Texte à examiner >>
Société et solitude : (im)possibilités de l’amitié dans l'écriture intime (Congrès APFUCC 2024, Montréal)
Comment l’amitié est-elle considérée de nos jours, alors que les contacts physiques entre nous et nos semblables sont sources d’inquiétude et que le mot « conversation » peut désigner un échange excluant l’humain au profit d’une intelligence artificielle (Alexa ou Chat GPT) ? Que représente l’amitié quand le terme d’ « amis » caractérise jusqu’à des milliers de personnes qui n’ont souvent en commun que de partager l’une des plates-formes des réseaux dits « sociaux » ? L’éloignement et l’isolement, amplifiés par une pandémie de deux ans et par les bouleversement climatiques, sociaux et politiques actuels, semblent de fait n’avoir été qu’exacerbés par ces outils qui s’apparentent souvent à une aliénation et une dépendance. Dans ces conditions, il est légitime de se demander, à l’instar du poète Rutebeuf, ce que sont nos amis devenus...
Comment, par ailleurs, définir l’amitié? Même Socrate, l’une des plus anciennes références sur le sujet, éprouve certaines difficultés à le faire : l’amitié unirait des personnes semblables qui partagent les mêmes goûts et penchants, ou elle naîtrait au contraire de la divergence des esprits, ou, encore, elle représenterait la relation entre deux êtres dont l’un serait bon et l’autre imparfait (Platon, « Lysis »). Montaigne connut ce bonheur unique d’avoir un véritable ami et le grand malheur de le perdre prématurément. La définition du terme posait toutefois un défi au grand philosophe : « Parce que c’était luy, parce que c’était moy » est la phrase emblématique qui semble sceller une des plus célèbres explications de l’amitié sans pour autant nous éclairer en rien, ou si peu, sur son essence (Montaigne, « De l’amitié »). Agamben éprouve le même embarras : l’amitié, selon lui, serait une proximité telle qu’on ne peut en faire une représentation ni un concept, d’où la difficulté évidente d’explication (Agamben, 1917).
L’amitié est-elle bonne ou mauvaise? Socrate (Platon, op. cit.) et Cicéron (L’Amitié) affirment que l’amitié est le bien le plus précieux du monde et Montaigne, qui la considère également comme une richesse inestimable, prend bien soin de la différencier du « feu temeraire et volage » qui caractériserait le penchant érotique ; selon l’essayiste, seule l’amitié spirituelle résiste à l’épreuve du temps (Montaigne, op. cit.). De même, pour George Sand, l’amitié, qu’elle décrit comme « le plus doux des sentiments humains » (Sand, 1853), est supérieure à l’amour.
Pour certains, toutefois, l’amitié, surtout quand elle englobe le sentiment amoureux, peut être nocive. Kafka voit ainsi dans son amie l’ennemie de son écriture, une écriture qui le tourmente mais à laquelle il ne peut échapper (Blanchot, 1971). Dans le même esprit, Proust suggère que l’amitié, tout comme l’amour, peut être attirante mais qu’elle encombre l’esprit créateur, tout artiste ne pouvant selon lui créer que dans la solitude et la retraite. Presque contemporaine de Proust, la diariste Catherine Pozzi voit par contre dans l’écriture de son journal le moyen, bien que restreint, de lancer un cri de désespoir à un lecteur inconnu, faute, justement, d’ami ou d’interlocuteur valable.

Données >>
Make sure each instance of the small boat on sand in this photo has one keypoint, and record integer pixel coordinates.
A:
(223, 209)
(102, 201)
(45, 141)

Consigne 1 >>
Répondez aux questions suivantes sur le texte consacré à l'amitié dans l'écriture intime.
(a) À l'instar de quel poète le texte se demande-t-il ce que sont nos amis devenus ?
(b) Par quelle expression George Sand décrit-elle l'amitié ?
(c) Qui Kafka voit-il comme l'ennemie de son écriture ?
Consigne 2 >> Transcrivez fidèlement le passage du texte sur l'amitié dans l'écriture intime qui va de « Pour certains, toutefois, l’amitié, surtout » à « ou d’interlocuteur valable. ».
Consigne 3 >> Rédigez la suite du texte sur l'amitié dans l'écriture intime, en commençant après sa dernière phrase.

Réponse 1 >>
(a) Rutebeuf.
(b) « le plus doux des sentiments humains ».
(c) Son amie.

Réponse 2 >>
Pour certains, toutefois, l’amitié, surtout quand elle englobe le sentiment amoureux, peut être nocive. Kafka voit ainsi dans son amie l’ennemie de son écriture, une écriture qui le tourmente mais à laquelle il ne peut échapper (Blanchot, 1971). Dans le même esprit, Proust suggère que l’amitié, tout comme l’amour, peut être attirante mais qu’elle encombre l’esprit créateur, tout artiste ne pouvant selon lui créer que dans la solitude et la retraite. Presque contemporaine de Proust, la diariste Catherine Pozzi voit par contre dans l’écriture de son journal le moyen, bien que restreint, de lancer un cri de désespoir à un lecteur inconnu, faute, justement, d’ami ou d’interlocuteur valable.

Réponse 3 >>
Pour d’autres, l’amitié est nourricière et source d’inspiration. Nombre d’œuvres présentent ainsi des relations amicales reflétant celles de leurs auteur.e.s, qui trouvaient là, parfois, une consolation aux vicissitudes de leur époque ; pensons par exemple à Bouvard et Pécuchet, où Gustave Flaubert retrace l’histoire d’une amitié rappelant ses liens à Ernest Chevalier et Alfred Le Poittevin. Souvenons-nous également des amitiés littéraires comme celle de George Sand et Juliette Adam, qui partageait ses idées politiques, ou Marie d’Agoult ; celle de Prosper Mérimée et Ivan Tourgueniev ; celle de Frantz Kafka et Max Brod; ou celle, plus près de nous, de Marguerite Andersen et Lucienne Lacasse-Lovsted, et songeons aussi aux amitiés féministes d’Annie Ernaux (Ernaux, 2023). Enfin, les amitiés profondes et intenses, porteuses de réconfort ou à l’inverse de déchirements, habitent également tous les horizons du monde littéraire, comme en témoignent par exemple les œuvres de Henry de Montherland, Simone de Beauvoir, Violette Leduc, Antoine de Saint-Exupéry, Amélie Nothomb, Nathacha Appanah, Naomi Fontaine, Michel Tremblay ou France Daigle. Les avenues ouvertes par l’amitié sont ainsi aussi nombreuses que diversifiées...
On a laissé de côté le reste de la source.